フェリシモ新人社員。ファッションカタログ編集部に配属され、ファッションを楽しむ先にある「服をつかいきる」が気になりはじめたところ。

愛着のある服が黒く染まって新品同様に。

えいこ えいこ

工房で染め替えの工程を見学させてもらって、真っ黒に染まった服たちがずらりと並んで圧巻でした!

荒川さん 荒川さん

ジャケットとかGパンとか、Tシャツとか、いろいろあるでしょ。バッグとかキャップとか面白いですよね。汗染みや日焼けなども黒に染まってきれいになります。

えいこ えいこ

このパンツは、ステッチの白が残って網目のような模様になっていますね。

荒川さん 荒川さん

元々白いパンツに使われていた白の縫製糸が染まらずに残っているんだと思います。お客さまも届いたらびっくりしはるやろね(笑)。赤いコートは下地が赤なので赤みがかった黒に染まりますし、このワンピースは綿の部分が黒、化繊の部分がグレーの2トーンになっている。頼んだ方はこんなふうになるなんて想像もしなかったと思いますよ。そんな驚きも楽しみの一つとして、オーダーしてくださるお客さまが多いです。

えいこ えいこ

染め替えをされたお客さまから、どんなお声が届いていますか?

荒川さん 荒川さん

ある方は形見のコートを送ってくださって「コートとともに思い出もよみがえりました」と喜んでおられました。底部分に汚れや黄ばみが目立つトートバッグを染めた方からは「汚れが見えなくなり、白く染め残ったステッチも気に入りました」という声をいただきました。
みなさま、ほとんどがリピーターです。毎日、日本全国からいろいろな服が届きます。染め替えをしてでも長く着たいと思っている服ですから、お客さまの愛着が伝わりますよね。

練習問題 —
a. 提示文で荒川さんが「ジャケットとかGパンとか」で始まる発言の中で挙げている品物を、すべて書き出してください。
b. 次の(i)〜(iii)が提示文の内容と一致するかどうか、それぞれ「はい」か「いいえ」で答え、判断の根拠となる箇所を原文のまま引用してください。
(i) 赤いコートは、ほかの服と同じ真っ黒に染まる。
(ii) 染め替えを依頼する客は、ほとんどがリピーターである。
(iii) 綿と化繊でできたワンピースは、全体が均一な黒に染まる。
c. 提示文について、次の問いに答えてください。
(i) パンツに網目のような模様ができた理由を、荒川さんはどう考えていますか。
(ii) 形見のコートを送った客は、どのような言葉で喜びを伝えましたか。
(iii) 染め替えの服は、どれくらいの頻度で、どこから届きますか。
エントリは、提示文とは別個の資料です。

表示データ —
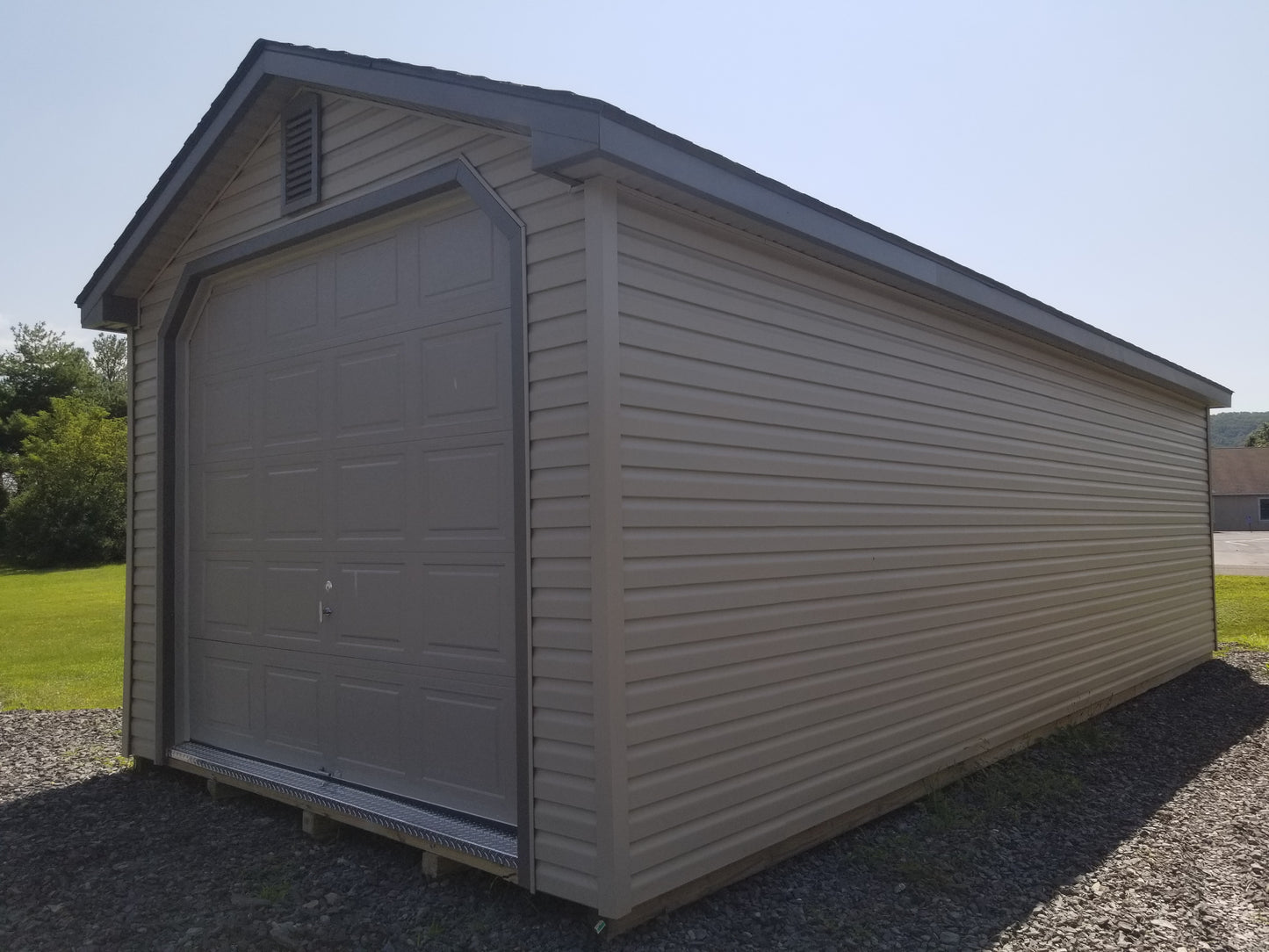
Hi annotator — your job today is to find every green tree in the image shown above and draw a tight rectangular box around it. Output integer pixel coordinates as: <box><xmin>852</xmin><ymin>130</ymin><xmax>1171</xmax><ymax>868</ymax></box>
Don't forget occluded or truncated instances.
<box><xmin>0</xmin><ymin>322</ymin><xmax>97</xmax><ymax>453</ymax></box>
<box><xmin>1243</xmin><ymin>422</ymin><xmax>1269</xmax><ymax>447</ymax></box>
<box><xmin>0</xmin><ymin>397</ymin><xmax>128</xmax><ymax>566</ymax></box>
<box><xmin>85</xmin><ymin>334</ymin><xmax>128</xmax><ymax>418</ymax></box>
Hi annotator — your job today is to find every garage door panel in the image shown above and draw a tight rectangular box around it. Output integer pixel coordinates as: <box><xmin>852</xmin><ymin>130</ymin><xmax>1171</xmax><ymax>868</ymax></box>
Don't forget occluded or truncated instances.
<box><xmin>330</xmin><ymin>562</ymin><xmax>406</xmax><ymax>660</ymax></box>
<box><xmin>260</xmin><ymin>358</ymin><xmax>326</xmax><ymax>451</ymax></box>
<box><xmin>264</xmin><ymin>262</ymin><xmax>320</xmax><ymax>343</ymax></box>
<box><xmin>335</xmin><ymin>674</ymin><xmax>413</xmax><ymax>790</ymax></box>
<box><xmin>331</xmin><ymin>228</ymin><xmax>419</xmax><ymax>339</ymax></box>
<box><xmin>189</xmin><ymin>638</ymin><xmax>260</xmax><ymax>752</ymax></box>
<box><xmin>334</xmin><ymin>340</ymin><xmax>406</xmax><ymax>439</ymax></box>
<box><xmin>263</xmin><ymin>665</ymin><xmax>323</xmax><ymax>770</ymax></box>
<box><xmin>189</xmin><ymin>464</ymin><xmax>259</xmax><ymax>548</ymax></box>
<box><xmin>191</xmin><ymin>559</ymin><xmax>260</xmax><ymax>641</ymax></box>
<box><xmin>260</xmin><ymin>559</ymin><xmax>326</xmax><ymax>647</ymax></box>
<box><xmin>189</xmin><ymin>371</ymin><xmax>257</xmax><ymax>462</ymax></box>
<box><xmin>419</xmin><ymin>209</ymin><xmax>510</xmax><ymax>324</ymax></box>
<box><xmin>416</xmin><ymin>678</ymin><xmax>516</xmax><ymax>823</ymax></box>
<box><xmin>420</xmin><ymin>559</ymin><xmax>516</xmax><ymax>676</ymax></box>
<box><xmin>191</xmin><ymin>283</ymin><xmax>260</xmax><ymax>374</ymax></box>
<box><xmin>262</xmin><ymin>457</ymin><xmax>326</xmax><ymax>548</ymax></box>
<box><xmin>335</xmin><ymin>452</ymin><xmax>411</xmax><ymax>545</ymax></box>
<box><xmin>177</xmin><ymin>206</ymin><xmax>518</xmax><ymax>823</ymax></box>
<box><xmin>417</xmin><ymin>434</ymin><xmax>513</xmax><ymax>551</ymax></box>
<box><xmin>420</xmin><ymin>321</ymin><xmax>511</xmax><ymax>438</ymax></box>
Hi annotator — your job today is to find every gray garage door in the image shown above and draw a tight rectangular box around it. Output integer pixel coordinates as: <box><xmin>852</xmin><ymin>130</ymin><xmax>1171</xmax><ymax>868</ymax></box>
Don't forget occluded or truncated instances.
<box><xmin>182</xmin><ymin>200</ymin><xmax>516</xmax><ymax>823</ymax></box>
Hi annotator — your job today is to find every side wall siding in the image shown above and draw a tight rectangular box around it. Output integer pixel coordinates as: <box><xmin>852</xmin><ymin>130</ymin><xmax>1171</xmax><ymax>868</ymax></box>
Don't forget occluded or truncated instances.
<box><xmin>618</xmin><ymin>193</ymin><xmax>1215</xmax><ymax>903</ymax></box>
<box><xmin>127</xmin><ymin>97</ymin><xmax>595</xmax><ymax>904</ymax></box>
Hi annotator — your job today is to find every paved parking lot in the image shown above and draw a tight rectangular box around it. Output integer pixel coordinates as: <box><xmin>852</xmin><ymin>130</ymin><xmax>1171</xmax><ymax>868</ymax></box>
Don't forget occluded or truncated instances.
<box><xmin>1212</xmin><ymin>532</ymin><xmax>1269</xmax><ymax>575</ymax></box>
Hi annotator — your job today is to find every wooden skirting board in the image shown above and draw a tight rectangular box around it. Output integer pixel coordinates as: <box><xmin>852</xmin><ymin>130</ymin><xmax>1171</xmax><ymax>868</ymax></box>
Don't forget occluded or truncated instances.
<box><xmin>168</xmin><ymin>759</ymin><xmax>519</xmax><ymax>883</ymax></box>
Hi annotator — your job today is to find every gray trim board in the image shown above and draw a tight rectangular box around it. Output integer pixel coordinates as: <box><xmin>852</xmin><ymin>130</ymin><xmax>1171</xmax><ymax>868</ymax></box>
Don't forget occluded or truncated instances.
<box><xmin>153</xmin><ymin>159</ymin><xmax>533</xmax><ymax>889</ymax></box>
<box><xmin>76</xmin><ymin>40</ymin><xmax>1232</xmax><ymax>407</ymax></box>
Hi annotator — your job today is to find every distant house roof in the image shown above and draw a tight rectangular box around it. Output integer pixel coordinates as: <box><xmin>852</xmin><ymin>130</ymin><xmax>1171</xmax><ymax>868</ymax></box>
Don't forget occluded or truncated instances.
<box><xmin>76</xmin><ymin>40</ymin><xmax>1231</xmax><ymax>407</ymax></box>
<box><xmin>1211</xmin><ymin>447</ymin><xmax>1269</xmax><ymax>496</ymax></box>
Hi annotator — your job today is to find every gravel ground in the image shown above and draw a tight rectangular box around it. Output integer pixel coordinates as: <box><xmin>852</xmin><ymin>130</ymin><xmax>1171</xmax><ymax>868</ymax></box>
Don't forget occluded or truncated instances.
<box><xmin>7</xmin><ymin>653</ymin><xmax>1269</xmax><ymax>952</ymax></box>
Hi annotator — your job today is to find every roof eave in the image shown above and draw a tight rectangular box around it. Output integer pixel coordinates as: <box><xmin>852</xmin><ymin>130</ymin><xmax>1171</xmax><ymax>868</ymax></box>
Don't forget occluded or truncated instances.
<box><xmin>76</xmin><ymin>40</ymin><xmax>1232</xmax><ymax>407</ymax></box>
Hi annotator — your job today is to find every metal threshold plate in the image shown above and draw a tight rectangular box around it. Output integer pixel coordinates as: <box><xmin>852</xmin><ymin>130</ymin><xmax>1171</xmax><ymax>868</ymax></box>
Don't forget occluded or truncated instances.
<box><xmin>168</xmin><ymin>741</ymin><xmax>516</xmax><ymax>869</ymax></box>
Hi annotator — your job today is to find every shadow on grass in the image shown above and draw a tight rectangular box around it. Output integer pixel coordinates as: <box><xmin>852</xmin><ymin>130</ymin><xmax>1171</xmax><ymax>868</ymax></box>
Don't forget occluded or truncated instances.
<box><xmin>0</xmin><ymin>658</ymin><xmax>1269</xmax><ymax>951</ymax></box>
<box><xmin>0</xmin><ymin>562</ymin><xmax>123</xmax><ymax>576</ymax></box>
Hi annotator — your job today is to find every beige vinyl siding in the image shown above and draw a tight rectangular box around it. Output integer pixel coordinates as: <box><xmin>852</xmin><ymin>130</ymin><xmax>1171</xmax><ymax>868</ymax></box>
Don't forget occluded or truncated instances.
<box><xmin>618</xmin><ymin>193</ymin><xmax>1213</xmax><ymax>904</ymax></box>
<box><xmin>128</xmin><ymin>97</ymin><xmax>595</xmax><ymax>904</ymax></box>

解答例 —
a. ジャケット、Gパン、Tシャツ、バッグ、キャップ

b.
(i) いいえ。「赤いコートは下地が赤なので赤みがかった黒に染まります」
(ii) はい。「みなさま、ほとんどがリピーターです。」
(iii) いいえ。「このワンピースは綿の部分が黒、化繊の部分がグレーの2トーンになっている」

c.
(i) 元々白いパンツに使われていた白の縫製糸が、染まらずに残っているためだと考えています。
(ii) 「コートとともに思い出もよみがえりました」という言葉です。
(iii) 毎日、日本全国から届きます。